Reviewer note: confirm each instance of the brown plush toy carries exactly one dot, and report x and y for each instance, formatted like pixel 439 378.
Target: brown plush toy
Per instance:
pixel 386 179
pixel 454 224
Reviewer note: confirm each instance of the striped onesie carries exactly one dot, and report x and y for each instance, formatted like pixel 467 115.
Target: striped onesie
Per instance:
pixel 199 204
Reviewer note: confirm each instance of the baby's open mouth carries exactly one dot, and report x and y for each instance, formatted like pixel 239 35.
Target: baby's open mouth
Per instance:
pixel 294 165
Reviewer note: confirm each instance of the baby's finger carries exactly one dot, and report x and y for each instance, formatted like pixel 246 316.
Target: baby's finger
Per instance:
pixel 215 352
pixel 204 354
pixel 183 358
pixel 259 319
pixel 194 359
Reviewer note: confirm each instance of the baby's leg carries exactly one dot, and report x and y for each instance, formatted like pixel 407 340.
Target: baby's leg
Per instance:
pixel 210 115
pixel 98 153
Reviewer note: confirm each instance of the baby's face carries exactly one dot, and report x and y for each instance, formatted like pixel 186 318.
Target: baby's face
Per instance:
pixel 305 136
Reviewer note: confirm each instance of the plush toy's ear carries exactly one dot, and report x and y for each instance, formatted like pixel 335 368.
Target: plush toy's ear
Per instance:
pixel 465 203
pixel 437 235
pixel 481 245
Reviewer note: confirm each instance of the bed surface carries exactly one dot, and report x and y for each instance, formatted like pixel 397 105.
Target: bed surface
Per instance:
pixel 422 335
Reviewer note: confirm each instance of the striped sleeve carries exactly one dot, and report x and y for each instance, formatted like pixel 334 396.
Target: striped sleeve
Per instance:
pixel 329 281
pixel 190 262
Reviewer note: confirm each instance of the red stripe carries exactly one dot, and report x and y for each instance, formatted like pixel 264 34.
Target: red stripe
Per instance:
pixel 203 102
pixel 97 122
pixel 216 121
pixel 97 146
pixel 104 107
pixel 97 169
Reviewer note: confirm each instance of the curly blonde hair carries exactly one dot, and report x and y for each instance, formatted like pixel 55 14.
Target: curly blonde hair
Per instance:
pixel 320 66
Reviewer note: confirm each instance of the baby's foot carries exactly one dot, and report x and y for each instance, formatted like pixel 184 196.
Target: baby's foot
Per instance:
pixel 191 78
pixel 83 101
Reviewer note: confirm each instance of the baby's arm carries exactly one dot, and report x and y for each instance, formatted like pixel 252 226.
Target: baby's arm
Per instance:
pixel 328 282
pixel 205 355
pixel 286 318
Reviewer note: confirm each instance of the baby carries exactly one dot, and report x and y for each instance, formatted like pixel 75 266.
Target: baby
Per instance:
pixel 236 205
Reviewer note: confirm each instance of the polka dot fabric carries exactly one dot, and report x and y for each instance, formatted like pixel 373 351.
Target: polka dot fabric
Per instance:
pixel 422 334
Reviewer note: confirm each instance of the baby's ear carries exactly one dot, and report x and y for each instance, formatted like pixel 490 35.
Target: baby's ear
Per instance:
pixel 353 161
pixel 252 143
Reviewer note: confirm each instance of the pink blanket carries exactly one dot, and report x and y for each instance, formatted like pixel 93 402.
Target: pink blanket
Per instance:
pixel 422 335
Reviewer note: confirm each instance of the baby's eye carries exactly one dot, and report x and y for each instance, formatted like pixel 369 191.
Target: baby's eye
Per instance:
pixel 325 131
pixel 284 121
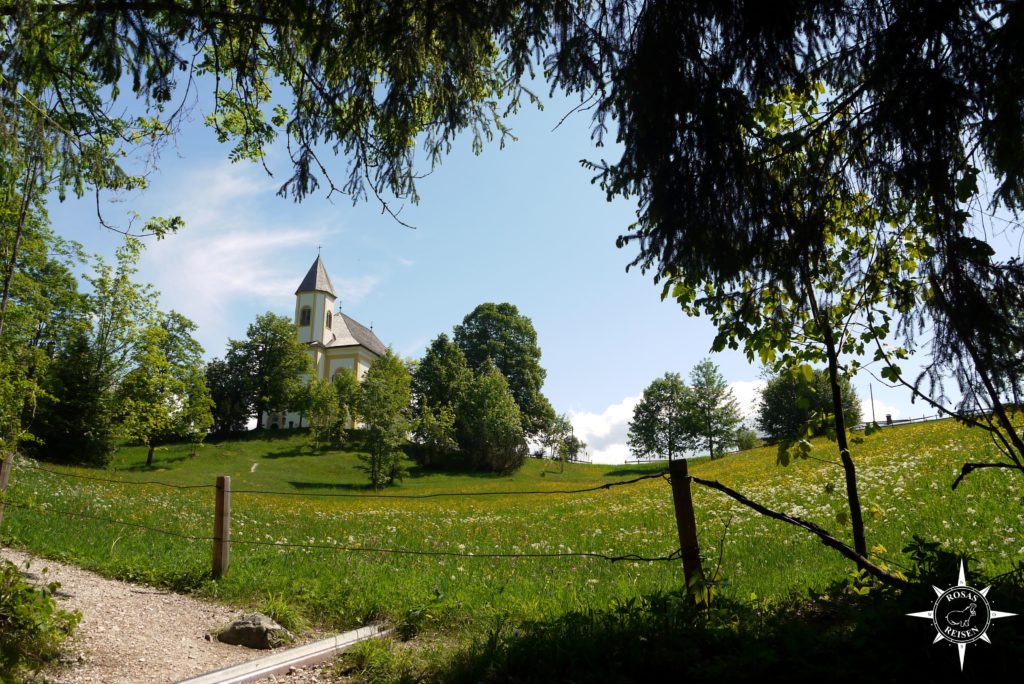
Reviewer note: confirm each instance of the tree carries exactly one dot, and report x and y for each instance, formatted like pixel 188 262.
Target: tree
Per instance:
pixel 501 334
pixel 346 386
pixel 228 381
pixel 439 385
pixel 747 439
pixel 275 362
pixel 555 435
pixel 660 425
pixel 794 403
pixel 489 429
pixel 714 411
pixel 75 423
pixel 384 398
pixel 324 411
pixel 435 432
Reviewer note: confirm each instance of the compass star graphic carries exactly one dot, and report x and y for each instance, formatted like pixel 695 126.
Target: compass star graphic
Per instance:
pixel 961 614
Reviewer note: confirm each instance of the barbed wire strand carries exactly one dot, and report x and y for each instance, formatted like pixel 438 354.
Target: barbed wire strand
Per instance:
pixel 26 463
pixel 347 495
pixel 101 518
pixel 353 495
pixel 333 547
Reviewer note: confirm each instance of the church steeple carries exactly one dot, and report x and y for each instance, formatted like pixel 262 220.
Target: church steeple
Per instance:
pixel 316 280
pixel 314 306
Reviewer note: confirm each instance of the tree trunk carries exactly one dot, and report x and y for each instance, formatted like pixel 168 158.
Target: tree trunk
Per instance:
pixel 839 421
pixel 27 196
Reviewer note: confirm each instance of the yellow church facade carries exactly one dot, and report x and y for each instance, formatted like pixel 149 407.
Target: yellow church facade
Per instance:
pixel 334 340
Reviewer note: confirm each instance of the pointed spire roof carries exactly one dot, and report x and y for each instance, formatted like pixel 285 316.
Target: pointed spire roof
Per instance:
pixel 316 280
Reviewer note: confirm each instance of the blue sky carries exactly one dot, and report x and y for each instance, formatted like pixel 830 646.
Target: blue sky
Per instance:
pixel 521 224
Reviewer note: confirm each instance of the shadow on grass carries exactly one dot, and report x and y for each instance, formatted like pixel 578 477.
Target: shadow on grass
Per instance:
pixel 302 450
pixel 257 435
pixel 640 469
pixel 836 637
pixel 159 463
pixel 338 486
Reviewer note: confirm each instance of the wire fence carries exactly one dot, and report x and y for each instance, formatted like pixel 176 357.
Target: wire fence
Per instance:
pixel 46 509
pixel 354 495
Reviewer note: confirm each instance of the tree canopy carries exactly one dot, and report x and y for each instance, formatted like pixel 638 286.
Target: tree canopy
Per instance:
pixel 660 425
pixel 498 334
pixel 793 403
pixel 274 362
==*==
§ **Work to be completed**: Rewrite the whole listing above with "Reviewer note" switched to "Checker note" and every other word left as it is. Leave the pictures out of your answer.

§ **The output**:
Checker note: confirm each instance of the brown plush toy carries exactly one dot, and report x and y for each instance, formatted like pixel 439 378.
Target: brown plush toy
Per instance:
pixel 386 179
pixel 454 224
Checker note: confirm each instance of the striped onesie carries exactly one dot, and report x and y for each instance, formatted like pixel 467 115.
Target: striped onesie
Per instance:
pixel 199 204
Checker note: confirm each instance of the baby's open mouth carries exactly one dot, and report x and y for each instance, formatted like pixel 239 35.
Target: baby's open mouth
Per instance:
pixel 294 165
Checker note: confirm each instance of the baby's finger carries exactly one dot, and report x and y for each instance, formatted like pixel 246 316.
Target: baby's finger
Per instance:
pixel 215 352
pixel 204 354
pixel 183 358
pixel 259 319
pixel 194 359
Checker note: confirm each instance of the baby's leg carries exactly one dot, and report x and y for each instance, formatted like pixel 407 340.
Target: baby's leg
Per instance:
pixel 210 115
pixel 98 153
Checker note: confirm each instance of the baby's face carries exactly one dot, and report x and y for each instance, formatted like pixel 186 318.
Target: baby's face
Per instance:
pixel 305 136
Checker note: confirm each instance of the plush toy's ear carries exactly one dot, and report x and y for each instance, formatted like pixel 335 368.
Target: plush toy's ear
Per instance:
pixel 465 203
pixel 437 235
pixel 481 245
Checker note: confirm each instance of the bed surface carries exactly one dot, and report x and y for each instance, formatted like pixel 397 105.
Target: bed surface
Per instance:
pixel 422 335
Checker note: confirm each instance of the striped sleeve carries exactly one dot, and report x and y for each instance, formatted like pixel 334 396.
Target: striped sleeve
Per instance:
pixel 329 281
pixel 190 262
Checker note: confirm each instance of the red stripe carries exactly one dot, and report x and y for each instance, formatted like pixel 264 34.
Target: red stripe
Per instance:
pixel 203 102
pixel 97 122
pixel 216 121
pixel 97 146
pixel 104 107
pixel 97 169
Checker note: confirm each instance of the curly blonde hair carries exactly one dot, and report x and y for each instance, formatted like pixel 55 14.
Target: curly blonde hair
Per instance:
pixel 320 66
Checker note: confirm each instance of the baby's foot carries exactly one dot, and report x and y for each instance, formatted like pixel 184 196.
Target: baby's foot
Per instance:
pixel 191 78
pixel 83 101
Checker note: confirm each instance of the baby's arm carries exactly one dot, and report x and y for each instance, formatted like pixel 252 226.
Target: baby's arm
Per instance:
pixel 328 282
pixel 205 355
pixel 286 318
Checker note: confirm each instance of the baby carries exactly one dot, and report x and y for each instance, formatted like pixel 75 266.
Target: baby
Per instance:
pixel 236 205
Checker note: confirm each instance of the polka dot fabric carries exactly one dot, and report x and y for each instance, formatted like pixel 373 351.
Target: polka dot fabric
Per instance:
pixel 422 334
Checker note: confirm each instance of the baby's ear carries exactly one dot, and report x and y for each instance, formatted like pixel 490 35.
Target: baby's ear
Per instance:
pixel 353 161
pixel 252 143
Checker note: confirm each instance of the pink blanket carries exactly one dot, and report x and y for each instance, formatted like pixel 93 402.
Target: pink blanket
Per instance:
pixel 422 335
Checker note: confirm each instance of the baby's eye carries exactly one dot, and report x and y for each instance, formatted like pixel 369 191.
Target: baby's eye
Per instance:
pixel 325 131
pixel 284 121
Checker note: confirm each instance of the tree carries exactly one dot, and report x and y for each instance, formatted like pixel 188 262.
Target: tree
Per instance:
pixel 501 334
pixel 346 386
pixel 228 381
pixel 439 385
pixel 747 439
pixel 275 362
pixel 555 435
pixel 660 425
pixel 794 403
pixel 489 429
pixel 714 411
pixel 75 423
pixel 384 398
pixel 324 411
pixel 435 432
Checker note: confirm each instance of the compass star graphic carries exactly one dot, and report x and y for each instance, formatted like pixel 695 126.
Target: compass star graphic
Per instance:
pixel 961 614
Checker note: confirm each instance of the barbed wire strand carries exactly one dot, and report x and y for each instance, formatted like pixel 438 354.
Target: barbed wire strand
Per instance:
pixel 26 463
pixel 347 495
pixel 101 518
pixel 353 495
pixel 333 547
Checker note: confirm each instance of the church steeple carries exactly one dot, and report x and y for each instance, formatted like pixel 262 220.
Target: church steeple
Per instance:
pixel 316 280
pixel 314 306
Checker note: confirm each instance of the tree trunk carries exactly one dot, and report x and y for each instance, formatted like pixel 168 158.
Target: tree trunk
Per instance:
pixel 839 421
pixel 27 196
Checker note: confirm each instance of the yellow church facade carries exactly one dot, and report x and y for each instance, formatted like pixel 149 407.
Target: yellow church facade
Per instance:
pixel 334 340
Checker note: confirm each instance of the pointed spire roof carries exactly one dot, and report x and y for each instance, formatted like pixel 285 316.
Target: pointed spire roof
Per instance:
pixel 316 280
Checker note: confirm each instance of the blue sky carries exactly one dot, and report x and y for each instance, formatted like pixel 830 646.
Target: blue sky
Per instance:
pixel 521 224
Checker note: confirm each instance of the shadow on grass carries exactly one dot, and report x and y for each instance, formatted like pixel 578 477.
Target: shadow on grass
Per instance:
pixel 302 450
pixel 257 435
pixel 640 469
pixel 836 637
pixel 159 463
pixel 338 486
Checker note: confirm each instance of the wire fence carries exactly one dot, and report x and y for each instance, formatted like pixel 176 357.
Target: wire fence
Per instance:
pixel 46 509
pixel 354 495
Checker note: confirm each instance of the tree canopy carries exactly one dot, and report x and y for each instance, formatted like pixel 638 286.
Target: tree canopy
Per instance:
pixel 660 425
pixel 498 334
pixel 793 403
pixel 274 362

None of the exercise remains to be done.